WHAT THIS TASK INVOLVES
Rewrite the records below, putting "Where do you see" in place of every "Where can you spot" and leaving everything else unchanged.

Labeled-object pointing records
───

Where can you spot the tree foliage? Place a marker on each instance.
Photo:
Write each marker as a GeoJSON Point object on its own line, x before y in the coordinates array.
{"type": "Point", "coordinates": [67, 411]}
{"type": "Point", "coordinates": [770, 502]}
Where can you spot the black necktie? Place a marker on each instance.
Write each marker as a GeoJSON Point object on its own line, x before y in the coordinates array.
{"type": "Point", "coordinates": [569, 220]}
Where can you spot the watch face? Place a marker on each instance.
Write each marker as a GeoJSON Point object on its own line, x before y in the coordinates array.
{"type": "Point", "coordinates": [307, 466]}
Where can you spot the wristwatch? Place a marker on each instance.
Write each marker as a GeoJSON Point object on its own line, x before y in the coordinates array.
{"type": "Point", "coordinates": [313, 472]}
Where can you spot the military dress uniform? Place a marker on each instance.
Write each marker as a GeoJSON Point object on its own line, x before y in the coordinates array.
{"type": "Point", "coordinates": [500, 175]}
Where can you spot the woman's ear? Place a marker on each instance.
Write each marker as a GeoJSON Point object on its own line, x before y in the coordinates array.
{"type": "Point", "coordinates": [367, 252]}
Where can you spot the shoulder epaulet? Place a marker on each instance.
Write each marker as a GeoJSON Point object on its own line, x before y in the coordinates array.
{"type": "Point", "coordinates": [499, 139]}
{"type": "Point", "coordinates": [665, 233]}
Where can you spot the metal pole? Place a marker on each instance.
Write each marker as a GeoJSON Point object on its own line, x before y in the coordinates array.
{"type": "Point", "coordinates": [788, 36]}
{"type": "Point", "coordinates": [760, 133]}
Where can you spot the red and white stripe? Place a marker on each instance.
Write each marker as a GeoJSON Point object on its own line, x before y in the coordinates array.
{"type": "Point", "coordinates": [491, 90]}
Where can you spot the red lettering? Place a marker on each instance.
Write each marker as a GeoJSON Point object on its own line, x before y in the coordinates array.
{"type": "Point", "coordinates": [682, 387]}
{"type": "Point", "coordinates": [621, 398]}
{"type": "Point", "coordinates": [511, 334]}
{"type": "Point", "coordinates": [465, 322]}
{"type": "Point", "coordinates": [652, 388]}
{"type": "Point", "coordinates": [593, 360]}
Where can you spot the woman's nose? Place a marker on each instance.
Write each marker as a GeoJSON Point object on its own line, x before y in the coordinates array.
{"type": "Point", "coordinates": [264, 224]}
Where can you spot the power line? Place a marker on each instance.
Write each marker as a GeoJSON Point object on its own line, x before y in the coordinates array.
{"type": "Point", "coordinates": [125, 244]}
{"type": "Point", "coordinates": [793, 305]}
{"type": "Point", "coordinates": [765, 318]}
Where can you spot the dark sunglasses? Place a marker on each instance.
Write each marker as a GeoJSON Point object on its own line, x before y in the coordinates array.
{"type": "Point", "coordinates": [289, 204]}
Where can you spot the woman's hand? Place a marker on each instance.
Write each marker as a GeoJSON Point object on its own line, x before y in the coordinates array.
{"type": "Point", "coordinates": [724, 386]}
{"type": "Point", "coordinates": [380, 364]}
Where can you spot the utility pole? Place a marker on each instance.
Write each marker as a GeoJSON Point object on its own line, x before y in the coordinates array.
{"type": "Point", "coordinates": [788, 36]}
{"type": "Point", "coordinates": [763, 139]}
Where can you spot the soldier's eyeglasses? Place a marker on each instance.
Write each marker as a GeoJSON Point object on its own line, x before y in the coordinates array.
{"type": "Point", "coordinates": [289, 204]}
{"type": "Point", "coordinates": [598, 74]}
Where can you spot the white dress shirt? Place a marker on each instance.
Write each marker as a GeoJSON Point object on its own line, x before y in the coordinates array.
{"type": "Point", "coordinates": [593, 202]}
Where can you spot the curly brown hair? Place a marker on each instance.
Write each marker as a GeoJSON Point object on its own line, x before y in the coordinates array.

───

TASK RESPONSE
Where do you see the tree foliage? Place a marker on each instance.
Photo:
Write each marker as a GeoJSON Point object on its own line, x before y in the coordinates array.
{"type": "Point", "coordinates": [67, 411]}
{"type": "Point", "coordinates": [770, 502]}
Where do you see the black necktie? Place a marker on each instance.
Write each marker as a GeoJSON Point object on its own line, x before y in the coordinates array.
{"type": "Point", "coordinates": [569, 220]}
Where do you see the watch face? Place a marker on each instance.
Write each marker as a GeoJSON Point object on its own line, x before y in the coordinates array.
{"type": "Point", "coordinates": [307, 466]}
Where do you see the wristwatch? Place a marker on each instance.
Write each marker as a GeoJSON Point object on its own line, x before y in the coordinates array.
{"type": "Point", "coordinates": [313, 472]}
Where do you see the military dress uniform? Place a marker on each instance.
Write each marker as a GeoJSON Point object on its own line, x before y in the coordinates array.
{"type": "Point", "coordinates": [500, 175]}
Where do you see the woman's ear? Place a marker on each instance.
Write each marker as a GeoJSON Point object on its own line, x before y in the coordinates array.
{"type": "Point", "coordinates": [367, 252]}
Where do you see the shoulder epaulet? Place a marker on each instance.
Write each marker as a GeoJSON Point object on its own line, x before y in the coordinates array.
{"type": "Point", "coordinates": [499, 139]}
{"type": "Point", "coordinates": [665, 233]}
Where do you see the metal pole? Place a marker on each instance.
Write each marker as a GeoJSON Point object on its own line, x before y in the coordinates array.
{"type": "Point", "coordinates": [788, 36]}
{"type": "Point", "coordinates": [760, 133]}
Where do you see the red and white stripe? Place a marker on each instance.
Write each marker as a GeoJSON Point object on its own line, x before y in the coordinates array.
{"type": "Point", "coordinates": [491, 90]}
Where do you see the red lettering? Place a marker on each instance.
Write each marker as a GeoJSON Point object on its own line, x before y in the coordinates array.
{"type": "Point", "coordinates": [682, 387]}
{"type": "Point", "coordinates": [621, 398]}
{"type": "Point", "coordinates": [511, 334]}
{"type": "Point", "coordinates": [465, 322]}
{"type": "Point", "coordinates": [652, 388]}
{"type": "Point", "coordinates": [593, 360]}
Where do you see the woman's nose? Place a marker on each instance.
Write each marker as a GeoJSON Point object on its own line, x before y in the coordinates array.
{"type": "Point", "coordinates": [264, 224]}
Where do you see the power line? Place a marker on each instance.
Write each marker as a GeoJSON Point object on its own line, x before y in the coordinates array.
{"type": "Point", "coordinates": [125, 244]}
{"type": "Point", "coordinates": [793, 305]}
{"type": "Point", "coordinates": [765, 318]}
Where do you see the dark sunglasses? Place a marker on each instance.
Write each marker as a GeoJSON Point object on its own line, x before y in the coordinates array.
{"type": "Point", "coordinates": [289, 204]}
Where do you see the woman's hand? Place a marker on each instance.
Write each marker as a GeoJSON Point object on its own line, x before y in the coordinates array.
{"type": "Point", "coordinates": [724, 386]}
{"type": "Point", "coordinates": [380, 364]}
Where do you see the utility pole? Place a marker on each instance.
Write each marker as a GeoJSON Point object on its own line, x before y in the coordinates array.
{"type": "Point", "coordinates": [788, 36]}
{"type": "Point", "coordinates": [763, 139]}
Where do you see the soldier's eyeglasses? Place a marker on each instance.
Write each marker as a GeoJSON Point object on its own line, x before y in the coordinates array.
{"type": "Point", "coordinates": [289, 204]}
{"type": "Point", "coordinates": [598, 74]}
Where do you see the white dress shirt? Place a marker on each instance.
Write each marker as a GeoJSON Point object on its own line, x before y in the coordinates array.
{"type": "Point", "coordinates": [593, 202]}
Where do you see the curly brown hair? Place a marker on each instance.
Write each marker as a GeoJSON Point object on its own line, x before y in the coordinates array.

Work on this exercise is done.